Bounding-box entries
(begin)

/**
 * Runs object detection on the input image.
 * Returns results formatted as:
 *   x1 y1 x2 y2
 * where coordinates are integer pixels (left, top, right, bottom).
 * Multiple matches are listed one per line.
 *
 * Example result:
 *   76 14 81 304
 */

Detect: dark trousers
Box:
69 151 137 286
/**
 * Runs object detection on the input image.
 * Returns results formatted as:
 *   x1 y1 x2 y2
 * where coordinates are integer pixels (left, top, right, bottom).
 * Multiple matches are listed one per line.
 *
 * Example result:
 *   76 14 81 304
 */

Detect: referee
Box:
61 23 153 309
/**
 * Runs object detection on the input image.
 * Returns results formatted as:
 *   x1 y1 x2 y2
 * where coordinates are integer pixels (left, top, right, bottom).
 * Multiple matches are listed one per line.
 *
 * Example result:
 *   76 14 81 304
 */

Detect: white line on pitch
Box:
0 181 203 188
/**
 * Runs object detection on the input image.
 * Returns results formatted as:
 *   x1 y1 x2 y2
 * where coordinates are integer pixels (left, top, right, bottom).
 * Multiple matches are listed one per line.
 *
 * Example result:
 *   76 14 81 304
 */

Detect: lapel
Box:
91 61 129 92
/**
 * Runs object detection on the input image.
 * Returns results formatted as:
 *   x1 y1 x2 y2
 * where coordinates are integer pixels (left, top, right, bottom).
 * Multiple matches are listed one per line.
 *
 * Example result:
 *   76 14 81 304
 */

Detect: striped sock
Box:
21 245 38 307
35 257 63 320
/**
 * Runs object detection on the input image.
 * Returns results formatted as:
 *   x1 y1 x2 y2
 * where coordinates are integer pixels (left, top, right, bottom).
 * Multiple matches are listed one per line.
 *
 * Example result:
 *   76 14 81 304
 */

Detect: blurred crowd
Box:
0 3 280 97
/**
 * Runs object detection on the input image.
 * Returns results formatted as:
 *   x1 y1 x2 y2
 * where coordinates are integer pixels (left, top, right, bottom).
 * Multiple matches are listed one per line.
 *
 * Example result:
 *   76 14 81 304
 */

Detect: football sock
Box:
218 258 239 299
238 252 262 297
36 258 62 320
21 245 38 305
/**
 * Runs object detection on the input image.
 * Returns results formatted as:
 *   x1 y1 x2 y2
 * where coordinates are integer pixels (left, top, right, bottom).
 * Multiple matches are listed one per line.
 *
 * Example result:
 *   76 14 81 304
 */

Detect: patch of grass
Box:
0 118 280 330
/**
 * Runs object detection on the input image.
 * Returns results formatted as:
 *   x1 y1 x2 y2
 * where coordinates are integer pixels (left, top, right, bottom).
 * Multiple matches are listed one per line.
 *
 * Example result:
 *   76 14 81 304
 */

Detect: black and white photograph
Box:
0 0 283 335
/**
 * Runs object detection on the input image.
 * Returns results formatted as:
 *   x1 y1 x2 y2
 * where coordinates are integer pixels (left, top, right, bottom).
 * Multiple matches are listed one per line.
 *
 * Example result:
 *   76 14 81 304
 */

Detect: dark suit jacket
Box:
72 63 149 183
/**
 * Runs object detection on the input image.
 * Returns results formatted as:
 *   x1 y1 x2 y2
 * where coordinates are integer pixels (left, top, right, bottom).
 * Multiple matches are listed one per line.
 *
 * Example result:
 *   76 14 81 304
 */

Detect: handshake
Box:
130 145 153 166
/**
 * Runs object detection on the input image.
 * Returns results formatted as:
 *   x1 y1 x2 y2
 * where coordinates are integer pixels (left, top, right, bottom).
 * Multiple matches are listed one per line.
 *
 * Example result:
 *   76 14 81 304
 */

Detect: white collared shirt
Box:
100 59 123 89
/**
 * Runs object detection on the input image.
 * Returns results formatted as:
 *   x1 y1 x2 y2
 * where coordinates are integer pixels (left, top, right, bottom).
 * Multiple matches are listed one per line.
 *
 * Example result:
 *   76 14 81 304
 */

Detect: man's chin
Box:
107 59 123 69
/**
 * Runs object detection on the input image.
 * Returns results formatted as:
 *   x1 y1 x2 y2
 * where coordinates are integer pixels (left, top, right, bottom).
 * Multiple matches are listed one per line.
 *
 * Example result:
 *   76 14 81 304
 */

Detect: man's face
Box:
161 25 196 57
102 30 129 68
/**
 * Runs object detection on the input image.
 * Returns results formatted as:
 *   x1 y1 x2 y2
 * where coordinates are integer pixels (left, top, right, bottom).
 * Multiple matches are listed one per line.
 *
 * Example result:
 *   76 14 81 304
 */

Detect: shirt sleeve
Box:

(end)

Short problem: Edit every entry so that "integer pixels" reads "whole-number pixels", and leave all other text unchanged.

Solution:
/**
 * Runs object detection on the input image.
 * Returns results formatted as:
 *   x1 y1 x2 y2
 * where coordinates are whole-number pixels (left, top, right, bottom).
 * Multiple matches are listed one per line.
 *
 * Example result:
 *   76 14 81 304
 */

Detect: dark trousers
Box:
69 151 137 286
/**
 * Runs object detection on the input image.
 * Returns results formatted as:
 *   x1 y1 x2 y2
 * where coordinates are whole-number pixels (left, top, right, bottom).
 * Multiple matches are listed one per line.
 *
 * Example result:
 *   76 14 81 304
 */

Detect: referee
Box:
61 23 153 309
/**
 * Runs object detection on the input image.
 * Returns results formatted as:
 *   x1 y1 x2 y2
 * where coordinates are whole-number pixels (left, top, right, bottom).
 * Multiple matches are listed one per line.
 *
 * Example result:
 *   76 14 81 304
 */

Detect: white line on pitch
Box:
0 181 203 188
/**
 * Runs object detection on the input image.
 * Returns results formatted as:
 *   x1 y1 x2 y2
 * where coordinates are whole-number pixels (left, top, right, bottom).
 * Multiple matches are listed one per line.
 *
 * Example result:
 *   76 14 81 304
 */

Detect: lapel
Box:
91 61 129 92
/**
 * Runs object detection on the input image.
 * Returns results formatted as:
 *   x1 y1 x2 y2
 * where coordinates are whole-number pixels (left, top, right, bottom).
 * Multiple matches are listed one per line.
 *
 * Example result:
 *   76 14 81 304
 */

Detect: striped sock
Box:
21 245 38 307
35 257 63 320
/**
 * Runs object detection on the input image.
 * Returns results formatted as:
 *   x1 y1 x2 y2
 * where coordinates are whole-number pixels (left, top, right, bottom).
 * Multiple matches are listed one per line.
 *
 * Example result:
 *   76 14 81 304
 */

Detect: blurred crowd
Box:
0 3 280 97
/**
 * Runs object detection on the input image.
 * Returns results formatted as:
 *   x1 y1 x2 y2
 * where coordinates are whole-number pixels (left, top, right, bottom).
 * Multiple matches are listed one per line.
 *
 * Example result:
 *   76 14 81 304
 */

Detect: football sock
Box:
218 258 239 299
238 252 262 297
36 258 62 320
21 245 38 305
/**
 * Runs object detection on the input image.
 * Returns results formatted as:
 *   x1 y1 x2 y2
 * where coordinates are whole-number pixels (left, top, right, bottom).
 * Multiple matches are listed one per line.
 *
 * Example result:
 *   76 14 81 304
 */

Detect: patch of grass
Box:
0 118 280 330
/**
 * Runs object detection on the input image.
 * Returns results formatted as:
 *   x1 y1 x2 y2
 * where coordinates are whole-number pixels (left, top, right, bottom).
 * Multiple matches are listed one per line.
 *
 * Example result:
 *   76 14 81 304
 */

Detect: black and white photograph
Box:
0 0 283 335
/**
 * Runs object detection on the input image.
 * Returns results formatted as:
 *   x1 y1 x2 y2
 * where coordinates are whole-number pixels (left, top, right, bottom).
 * Multiple matches are listed one per line.
 *
 * Example result:
 *   76 14 81 304
 */

Detect: dark suit jacket
Box:
72 63 149 183
/**
 * Runs object detection on the input image.
 * Returns results formatted as:
 *   x1 y1 x2 y2
 * where coordinates are whole-number pixels (left, top, right, bottom).
 * Multiple matches are listed one per line.
 *
 * Example result:
 *   76 14 81 304
 */

Detect: handshake
Box:
130 145 153 166
/**
 * Runs object detection on the input image.
 * Returns results formatted as:
 *   x1 y1 x2 y2
 * where coordinates are whole-number pixels (left, top, right, bottom).
 * Multiple matches are listed one per line.
 *
 * Example result:
 *   76 14 81 304
 */

Detect: white collared shirt
Box:
100 59 123 89
/**
 * Runs object detection on the input image.
 * Returns results formatted as:
 *   x1 y1 x2 y2
 * where coordinates are whole-number pixels (left, top, right, bottom).
 * Multiple matches are listed one per line.
 *
 * Example result:
 *   76 14 81 304
 */

Detect: man's chin
Box:
107 59 123 69
/**
 * Runs object detection on the input image.
 * Returns results formatted as:
 *   x1 y1 x2 y2
 * where coordinates are whole-number pixels (left, top, right, bottom).
 * Multiple matches are listed one per line.
 *
 * Example result:
 *   76 14 81 304
 */

Detect: man's face
Box:
161 25 196 57
102 30 129 68
/**
 * Runs object detection on the input image.
 * Returns results formatted as:
 *   x1 y1 x2 y2
 * where coordinates are whole-number pixels (left, top, right, bottom).
 * Multiple matches are listed one per line.
 *
 * Example result:
 *   76 14 81 304
 */

Detect: shirt sleeve
Box:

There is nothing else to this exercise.